▶ What is being asked
Please write out every line of the records below as a JSON list of strings, one string per line, without blank lines. Leave the pictures out.

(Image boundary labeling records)
|---|

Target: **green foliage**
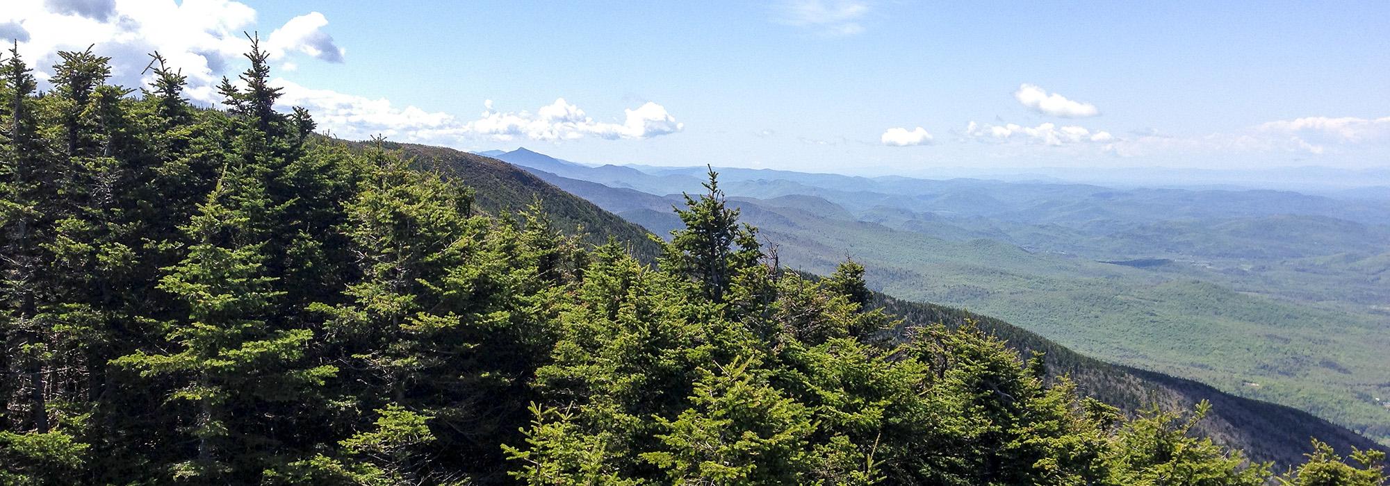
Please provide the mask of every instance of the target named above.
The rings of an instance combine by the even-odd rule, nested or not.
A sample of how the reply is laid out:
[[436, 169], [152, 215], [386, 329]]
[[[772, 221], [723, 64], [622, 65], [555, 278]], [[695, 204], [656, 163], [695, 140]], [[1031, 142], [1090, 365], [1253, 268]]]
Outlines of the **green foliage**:
[[1346, 486], [1379, 486], [1390, 482], [1390, 475], [1386, 474], [1384, 460], [1386, 453], [1379, 450], [1352, 450], [1351, 460], [1361, 467], [1354, 467], [1337, 457], [1332, 450], [1332, 446], [1318, 442], [1312, 442], [1314, 451], [1308, 454], [1308, 462], [1304, 462], [1295, 471], [1290, 471], [1283, 478], [1279, 478], [1280, 485], [1290, 486], [1332, 486], [1332, 485], [1346, 485]]
[[[891, 342], [863, 267], [766, 261], [713, 172], [653, 267], [546, 194], [478, 210], [456, 169], [313, 135], [254, 37], [227, 112], [157, 56], [139, 97], [60, 57], [43, 96], [0, 62], [3, 483], [1269, 479], [1191, 436], [1205, 408], [1126, 419], [973, 326]], [[1289, 480], [1380, 479], [1352, 457]]]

|---|

▶ Solution below
[
  "Target: **green foliage**",
  "Please provide the mask of every instance of the target named above.",
  "The rings of an instance combine by the even-odd rule, nested or not.",
  "A sample of how the reply is laid out:",
  "[[436, 169], [152, 215], [386, 329]]",
  "[[[772, 221], [723, 64], [622, 65], [555, 278]], [[695, 204], [656, 163], [695, 140]], [[1031, 142], [1090, 365], [1253, 268]]]",
  "Outlines of the **green foliage**:",
  "[[1346, 486], [1379, 486], [1390, 482], [1390, 475], [1386, 474], [1384, 460], [1386, 453], [1379, 450], [1352, 450], [1351, 460], [1361, 467], [1354, 467], [1337, 457], [1332, 450], [1332, 446], [1318, 442], [1312, 442], [1314, 451], [1308, 454], [1308, 462], [1304, 462], [1295, 471], [1290, 471], [1283, 478], [1279, 478], [1280, 485], [1290, 486], [1332, 486], [1332, 485], [1346, 485]]",
  "[[[891, 342], [863, 267], [766, 261], [713, 172], [653, 267], [546, 194], [478, 210], [456, 169], [313, 135], [254, 37], [227, 112], [157, 56], [139, 97], [60, 57], [43, 96], [0, 62], [3, 483], [1269, 479], [1191, 436], [1205, 408], [1126, 419], [973, 326]], [[1289, 480], [1380, 479], [1352, 457]]]"
]